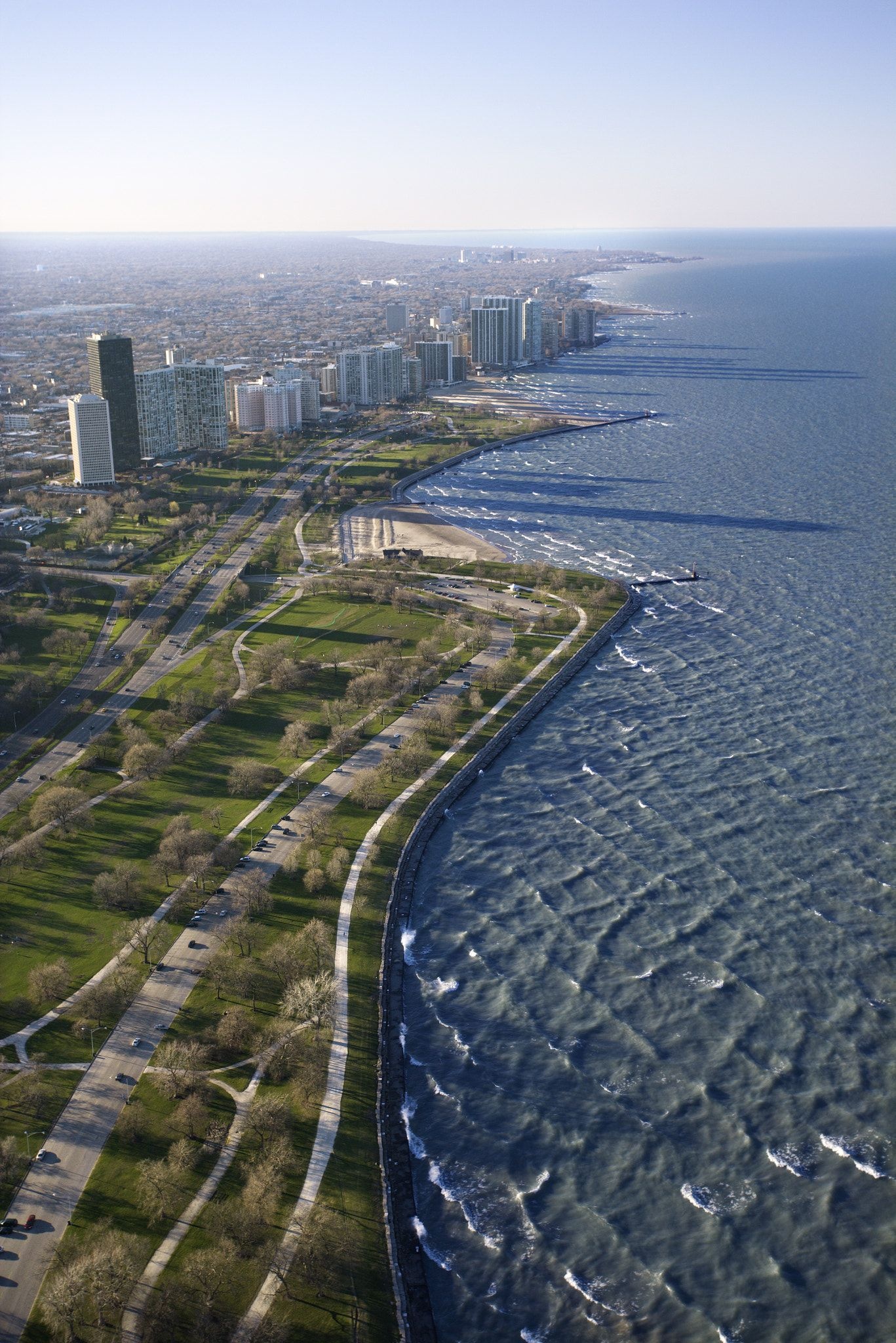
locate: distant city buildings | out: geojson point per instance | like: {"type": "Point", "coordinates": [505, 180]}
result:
{"type": "Point", "coordinates": [180, 409]}
{"type": "Point", "coordinates": [112, 376]}
{"type": "Point", "coordinates": [395, 317]}
{"type": "Point", "coordinates": [370, 376]}
{"type": "Point", "coordinates": [579, 325]}
{"type": "Point", "coordinates": [92, 446]}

※

● To be done: Quote in full the listing given above; the images are to be left out.

● Task result:
locate: distant city buildings | out: geojson point per instance | like: {"type": "Point", "coordinates": [505, 180]}
result:
{"type": "Point", "coordinates": [180, 409]}
{"type": "Point", "coordinates": [112, 376]}
{"type": "Point", "coordinates": [395, 317]}
{"type": "Point", "coordinates": [370, 376]}
{"type": "Point", "coordinates": [579, 325]}
{"type": "Point", "coordinates": [92, 446]}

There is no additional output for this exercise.